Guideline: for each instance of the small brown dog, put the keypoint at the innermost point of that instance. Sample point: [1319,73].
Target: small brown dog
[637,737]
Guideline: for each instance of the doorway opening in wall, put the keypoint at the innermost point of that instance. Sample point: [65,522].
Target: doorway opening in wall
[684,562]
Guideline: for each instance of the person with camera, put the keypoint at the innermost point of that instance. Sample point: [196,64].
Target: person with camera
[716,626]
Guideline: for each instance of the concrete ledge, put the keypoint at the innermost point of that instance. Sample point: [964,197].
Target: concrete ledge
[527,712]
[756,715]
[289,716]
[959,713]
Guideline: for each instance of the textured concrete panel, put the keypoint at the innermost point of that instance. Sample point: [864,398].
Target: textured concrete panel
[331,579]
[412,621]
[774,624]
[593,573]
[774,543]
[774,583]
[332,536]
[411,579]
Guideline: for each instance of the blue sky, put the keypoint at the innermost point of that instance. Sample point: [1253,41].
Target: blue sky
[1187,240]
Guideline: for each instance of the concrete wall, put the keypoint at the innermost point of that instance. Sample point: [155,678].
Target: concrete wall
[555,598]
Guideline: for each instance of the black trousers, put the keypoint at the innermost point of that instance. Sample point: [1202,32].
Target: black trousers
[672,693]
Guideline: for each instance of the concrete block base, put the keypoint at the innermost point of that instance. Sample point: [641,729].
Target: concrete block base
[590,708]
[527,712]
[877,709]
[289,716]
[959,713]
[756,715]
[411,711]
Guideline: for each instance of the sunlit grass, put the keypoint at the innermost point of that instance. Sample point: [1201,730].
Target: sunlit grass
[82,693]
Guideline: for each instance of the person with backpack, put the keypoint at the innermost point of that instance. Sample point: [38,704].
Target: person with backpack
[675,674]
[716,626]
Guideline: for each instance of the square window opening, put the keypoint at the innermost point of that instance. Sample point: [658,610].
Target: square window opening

| Directions for this task |
Send back all the records above word for word.

| Answer section |
Guideline: for each instance of the small brown dog, put the keypoint at the innermost point of that instance. Sample point: [1319,73].
Target: small brown dog
[637,737]
Guideline: for each instance of the doorway opening in wall, put the keypoint at the innermost point of that instance. Sample point: [65,522].
Target: doorway opening in wall
[684,562]
Guideline: for each instance of the person with camera, put the keypoint at the innermost point of that instance. Sample point: [196,64].
Target: person with camera
[716,626]
Guideline: for each instance of the concrete ledge, put the keypoint at the innermost point of that instance. Sample point: [964,197].
Target: concrete ledge
[527,712]
[756,715]
[289,716]
[959,713]
Guideline: for each instance of the textured concrete panel, put the keypoint at the innermost point of that instance. Sample point: [864,398].
Target: textured concrete panel
[331,579]
[412,621]
[774,624]
[593,573]
[774,543]
[774,583]
[332,536]
[411,579]
Guideline: for each instance of the blue sky, put the keypoint at the innermost point of that instance. Sample point: [1253,41].
Target: blue sky
[1187,240]
Guideline: for each instance of the concrete wall, put the keypoint at the innermost point of that instance. Sample point: [155,678].
Target: concrete wall
[555,598]
Guideline: for each instance of the black trousers, put the keypoint at the innermost point of that instance. Sample point: [1202,32].
Target: black trousers
[672,693]
Guideline: for each instance of the concrete block base, put the keypoint at the innermost point of that instance. Sample point: [641,729].
Target: concrete block base
[590,708]
[527,712]
[877,709]
[289,716]
[959,713]
[756,715]
[411,711]
Guideline: for each instance of the sunlit grass, put the keypoint at the innermost point of that instance. Sample point: [1201,730].
Target: sunlit grass
[82,693]
Guideline: for each instance of the person with backpack, put the keypoint at the innermost point of that instance. Sample point: [38,704].
Target: person with backpack
[675,674]
[716,626]
Guideline: for each instance of the square window opening, put the keypoint at the innermost point of that instance. Sample point: [658,610].
Target: square window opening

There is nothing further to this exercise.